Set task
Pick out every line in the rows below that contains the word "lawn", and copy each of those lines.

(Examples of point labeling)
════════════════════
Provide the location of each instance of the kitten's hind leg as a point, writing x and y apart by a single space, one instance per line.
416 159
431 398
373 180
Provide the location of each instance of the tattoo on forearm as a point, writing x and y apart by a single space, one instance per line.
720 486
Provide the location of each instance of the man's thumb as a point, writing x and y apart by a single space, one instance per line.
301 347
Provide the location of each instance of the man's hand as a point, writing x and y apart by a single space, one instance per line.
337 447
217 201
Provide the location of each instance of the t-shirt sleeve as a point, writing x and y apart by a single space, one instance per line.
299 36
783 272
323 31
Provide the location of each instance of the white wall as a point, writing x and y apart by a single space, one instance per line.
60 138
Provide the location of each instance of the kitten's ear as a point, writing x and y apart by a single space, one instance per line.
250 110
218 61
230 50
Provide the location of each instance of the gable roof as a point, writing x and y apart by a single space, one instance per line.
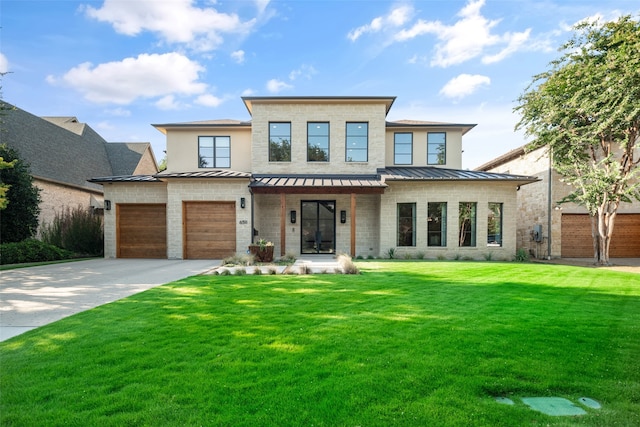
63 150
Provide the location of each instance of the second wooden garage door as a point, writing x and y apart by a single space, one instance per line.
141 230
577 241
209 229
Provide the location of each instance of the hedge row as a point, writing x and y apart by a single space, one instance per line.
31 250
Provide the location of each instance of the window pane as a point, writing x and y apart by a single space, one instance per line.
437 224
279 142
436 148
467 224
406 224
357 143
317 142
494 225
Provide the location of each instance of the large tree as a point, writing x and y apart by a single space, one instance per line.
19 220
586 110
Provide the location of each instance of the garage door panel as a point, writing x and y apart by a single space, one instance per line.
578 243
141 231
209 229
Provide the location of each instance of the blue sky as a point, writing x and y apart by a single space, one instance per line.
120 66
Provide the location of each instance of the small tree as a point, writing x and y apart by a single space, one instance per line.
585 110
19 219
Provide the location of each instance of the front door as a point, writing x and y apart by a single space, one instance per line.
318 227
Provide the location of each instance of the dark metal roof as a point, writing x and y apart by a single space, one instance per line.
428 173
209 173
125 178
305 183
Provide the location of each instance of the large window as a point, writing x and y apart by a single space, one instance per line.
467 224
317 142
357 142
279 142
436 148
403 148
406 224
214 152
437 224
494 225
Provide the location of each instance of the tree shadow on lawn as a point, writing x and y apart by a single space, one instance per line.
335 348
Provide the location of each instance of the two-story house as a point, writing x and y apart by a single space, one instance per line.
314 175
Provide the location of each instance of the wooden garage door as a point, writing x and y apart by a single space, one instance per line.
209 229
577 241
141 230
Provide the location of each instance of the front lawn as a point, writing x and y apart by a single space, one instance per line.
404 343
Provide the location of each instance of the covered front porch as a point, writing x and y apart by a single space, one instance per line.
314 216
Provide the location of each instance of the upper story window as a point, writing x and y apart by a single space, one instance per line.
279 142
436 148
357 142
403 148
214 152
317 142
467 224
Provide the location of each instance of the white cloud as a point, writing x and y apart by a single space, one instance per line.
175 21
463 85
305 71
119 112
238 56
168 102
467 38
4 64
147 76
395 18
276 86
209 100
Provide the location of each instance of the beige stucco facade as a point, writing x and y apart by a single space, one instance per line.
359 199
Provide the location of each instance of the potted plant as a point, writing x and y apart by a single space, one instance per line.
262 250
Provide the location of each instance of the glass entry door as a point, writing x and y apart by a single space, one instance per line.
318 231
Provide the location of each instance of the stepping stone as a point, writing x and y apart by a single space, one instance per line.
557 406
589 403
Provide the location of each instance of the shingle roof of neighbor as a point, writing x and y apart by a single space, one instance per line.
64 150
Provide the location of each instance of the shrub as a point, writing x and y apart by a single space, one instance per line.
31 250
78 230
522 255
348 267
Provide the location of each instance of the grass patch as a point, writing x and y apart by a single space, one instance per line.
403 343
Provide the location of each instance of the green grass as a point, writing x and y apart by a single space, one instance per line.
405 343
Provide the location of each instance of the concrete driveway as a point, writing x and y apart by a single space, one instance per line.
32 297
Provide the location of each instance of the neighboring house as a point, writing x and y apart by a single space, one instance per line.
314 175
64 153
548 229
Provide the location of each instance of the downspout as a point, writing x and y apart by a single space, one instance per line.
549 206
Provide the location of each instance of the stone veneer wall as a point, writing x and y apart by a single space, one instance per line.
298 115
182 190
453 193
267 221
127 193
55 198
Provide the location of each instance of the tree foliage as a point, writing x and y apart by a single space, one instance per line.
586 110
19 219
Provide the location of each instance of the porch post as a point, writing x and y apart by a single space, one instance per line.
353 224
283 214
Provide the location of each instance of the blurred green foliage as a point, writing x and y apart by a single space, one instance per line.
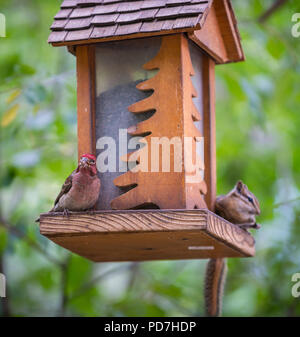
════════════════════
Result
Provide the location of each instance of the tree shadow on lawn as a point, writing x and y apart by a single space, one instance per line.
Provide the location of each instance of the front lawn as a point, writing x and y apart by a single space, one instance per line.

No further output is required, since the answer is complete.